Alıştırma Bölümleri ▸
a: Vazani suikastına ilişkin haberde, Vazani'yi vuran saldırganlar nasıl tarif ediliyor?
b: Vazani suikastına ilişkin haberi, son cümlesinden sonrasını yazarak sürdürün.

--- Kaynak Metin ---

Önde gelen aktivist İhab Vazani’nin Pazar akşamı Kerbela’da düzenlenen suikastta öldürülmesi, kamusal ve resmi düzeyde güçlü bir öfke dalgasına yol açtı. Son iki yıldır pek çok aktivistin öldürüldüğü suikastların, önümüzdeki Ekim ayında yapılması planlanan seçimlerin yaklaşmasıyla yeni ruhları ‘öğütmek’ için yeniden yaşanacağından korkuluyor.
Bağdat’ın güneyindeki Kerbela şehrinde düzenlenen protestoları koordine etmesiyle tanınan Vazani, bu protestolarda şiddetle muhalif olduğu iktidar ve partilerini ‘itaatkarlık ve vatan hainliği’ ile suçluyordu. Kerbela sokaklarından birinde yer alan kamera, Vazani’nin dün maskeli motosikletli iki saldırgan tarafından İmam Abbas ve İmam Hüseyin türbeleri yakınındaki evi yakınlarında vurulduğunu gösterdi. Olayın ardından hastaneye sevk edilen Vazani’nin bir süre sonra hayatını kaybettiği kaydedildi. Halk grupları tarafından İran'a sadakatle suçlanan silahlı taraflar, daha önce Kerbela'daki aktivistlere karşı benzer suikastlar gerçekleştirmişti.
İçişleri Bakanlığı birimlerine sivil aktivist Vazani’nin katillerini hızlıca ortaya çıkarma yönünde talimat veren Irak Başbakanı Mustafa el-Kazimi, dünkü toplantısında yaptığı açıklamada, “Aktivist Vazani’nin suça batmış durumdaki katilleri, adaletin pençesinden kaçacaklarını düşünüyor. Katillerin peşine düşecek, kamu güvenliğini bozan tüm suçlulardan intikam alacağız. Kaos yaratma girişimleri dolayısıyla sıfırı tüketen suçlular, silahsız aktivistleri hedef alma eğilimi gösterdi. Ancak diğerlerinin daha önce adaletin pençesine düştüğü gibi, yasa onları da sorumlu tutacaktır” ifadelerini kullandı.

--- Sağlanan Veri ---

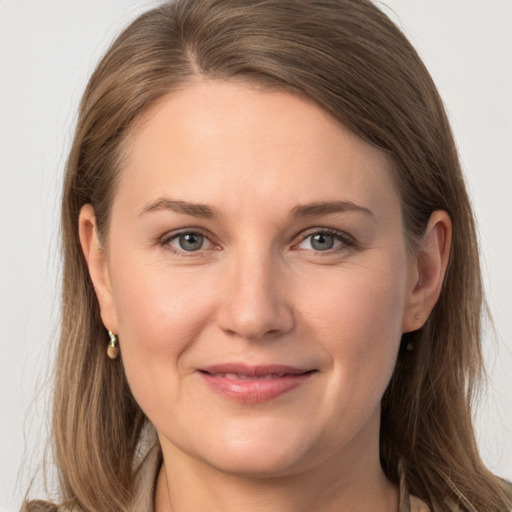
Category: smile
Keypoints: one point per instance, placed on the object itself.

---

Sırayla Yanıtlar ▸
a: Maskeli ve motosikletli iki saldırgan olarak tarif ediliyor.

b:
Dün Irak Medya Güvenlik Hücresi tarafından yapılan açıklamada, “Kerbela’daki el-Haddad Caddesi'nde sivil aktivist İhab Vazani’ye suikast düzenleyen terörist unsurları arama yönünde çaba sarf eden Kerbela polisi, olayın hemen ardından suçla ilgili delil ve bilgi toplama yönünde özel bir ekip kurmaya girişti” ifadeleri kullanılmıştı.
Kerbela sokakları, dün, Vazani’nin cenaze töreniyle birlikte öfkeli protestolara tanık oldu. Sıkı güvenlik önlemleri ve şehrin kapatılmasıyla birlikte yolları yanan lastiklerle donatan protestocular, siyasi sürece ve gelecek seçimlere dahil olmayı reddettikleri sloganlar yükseltti. Ekim Hareketi’ne bağlı Ulusal Ev Partisi dün siyasi süreci boykot ettiğini duyurarak şu açıklamalarda bulundu:
“Irak'taki demokratik yolu düzeltme yönünde ekim ayında saf kan döküldüğü, güvenli koşullarda erken ve adil seçimler talep edildiğinde, siyasi otorite ise uygun siyasi ve güvenlik ortamı yaratma, ekim ayı ve öncesinde hayatını kaybeden protestocuların katillerini bulacağı, kaybolan kişilerden haberdar edeceği vaatlerinde bulunmuştu. Nitekim bu sistematik yıkım ve terör ışığında, Ulusal Ev Partisi olarak siyasi sistemi tamamen boykot etmeye karar verdik. Ekim ayı itibariyle ortaya çıkan tüm siyasi güçleri bize katılmaya, düzeltilmesi zor tutumlar sergileyen bu siyasi süreçten tam bir kopuş ilan etmeye çağırıyoruz.”
İnsan Hakları Komisyonu üyesi Ali el-Beyati de “Uluslararası standartlara bakıldığında; seçimlerin güvenilirliği yalnızca seçimlerin düzenlenmesiyle ilgili değil, aynı zamanda seçim öncesi, sırası ve sonrasında yerine getirilmesi gereken bir dizi olumlu koşulla ilgilidir. En son aktivist Vazani’nin öldürüldüğü gibi aktivistlere yönelik devam eden suikastlar ise hükümetin bu koşulları sağlayamadığının bir göstergesidir” ifadelerini kullandı.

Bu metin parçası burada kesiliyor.